Current and deferred income tax liabilities were recognized in the purchase price allocation for the 50 percent interest acquired in SOSP. The deferred income tax liability arises from the difference between the fair value of the acquired assets and liabilities assumed, and their tax basis.

Fair Value of Pre-Existing 50 Percent Ownership Interest in Sunrise Oil Sands Partnership

Prior to the Sunrise Acquisition, Cenovus’s 50 percent interest in SOSP was jointly controlled with BP Canada and met the definition of a joint operation under IFRS 11; therefore, Cenovus recognized its share of the assets, liabilities, revenues and expenses in its consolidated results. Subsequent to the Sunrise Acquisition, Cenovus controls SOSP, as defined under IFRS 10 and, accordingly SOSP has been consolidated. As required by IFRS 3, when an acquirer achieves control in stages, the previously held interest is re-measured to fair value at the acquisition date with any gain or loss recognized in net earnings (loss). The acquisition-date fair value of the previously held interest was estimated to be $1.6 billion. The net carrying value of the SOSP assets was $960 million, including previously recorded goodwill (see Note 24). As a result, Cenovus recognized a non-cash revaluation gain of $599 million ($457 million, after-tax) on the re-measurement of its existing interest in SOSP to fair value.

v) Revenue and Profit Contribution

The acquired business contributed revenues of $599 million and net earnings of $nil for the period from August 31, 2022, to December 31, 2022. If the closing of the Sunrise Acquisition had occurred on January 1, 2022, Cenovus’s consolidated pro forma revenues and net earnings for the year ended December 31, 2022, would have been $67.8 billion and $6.6 billion, respectively. These amounts have been calculated using results from the acquired business, adjusting them for:

 

   

Additional DD&A that would have been charged assuming the fair value adjustments to PP&E had applied from January 1, 2022.

   

Additional accretion on the decommissioning liabilities if they had been assumed on January 1, 2022.

   

The consequential tax effects.

This pro forma information is not necessarily indicative of the results that would have been obtained if the Sunrise Acquisition had actually occurred on January 1, 2022.

B) BP-Husky Refining LLC

On August 8, 2022, Cenovus announced an agreement with BP to purchase the remaining 50 percent interest in Toledo (the “Toledo Acquisition”). After closing the transaction, Cenovus will operate the Toledo Refinery. Total consideration for the transaction includes US$300 million in cash plus the value of inventory. The Toledo Acquisition will be accounted for using the acquisition method pursuant to IFRS 3. On September 20, 2022, an incident occurred at the Toledo Refinery, resulting in the shutdown of the facility. The refinery remains shut down in a safe state. The acquisition is expected to close at the end of February 2023.

 

 

CENOVUS ENERGY 2022 ANNUAL REPORT  |  109


NOTES TO CONSOLIDATED FINANCIAL STATEMENTS

All amounts in $ millions, unless otherwise indicated

For the year ended December 31, 2022

 

 

C) Husky Energy Inc.
• • • • • • •
**Tasks and exercises:**
[a] Using the acquisition notes above, say whether each statement agrees with them, and back up each yes or no with the deciding words quoted from the text: (i) the previously held interest in SOSP had an estimated fair value of $1.6 billion on the acquisition date; (ii) the Toledo Acquisition closed in September 2022; (iii) from August 31, 2022, to December 31, 2022, the acquired business brought in net earnings of $599 million.
[b] Copy word for word the part of the acquisition notes that runs from "The acquired business contributed" up to and including "assumed on January 1, 2022.".
The material that comes next is separate from the acquisition notes above.

**Material provided:**
• • • • • • •
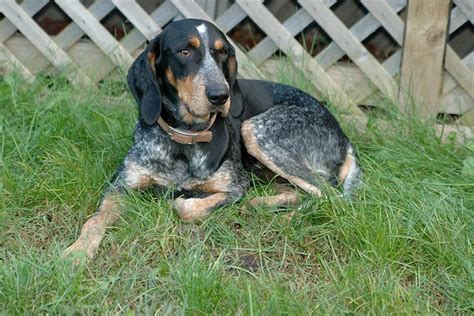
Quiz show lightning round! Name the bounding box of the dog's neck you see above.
• • • • • • •
**Responses:**
[a]
(i) Yes: "The acquisition-date fair value of the previously held interest was estimated to be $1.6 billion."
(ii) No: "The acquisition is expected to close at the end of February 2023."
(iii) No: "The acquired business contributed revenues of $599 million and net earnings of $nil"

[b]
The acquired business contributed revenues of $599 million and net earnings of $nil for the period from August 31, 2022, to December 31, 2022. If the closing of the Sunrise Acquisition had occurred on January 1, 2022, Cenovus’s consolidated pro forma revenues and net earnings for the year ended December 31, 2022, would have been $67.8 billion and $6.6 billion, respectively. These amounts have been calculated using results from the acquired business, adjusting them for:

 

   

Additional DD&A that would have been charged assuming the fair value adjustments to PP&E had applied from January 1, 2022.

   

Additional accretion on the decommissioning liabilities if they had been assumed on January 1, 2022.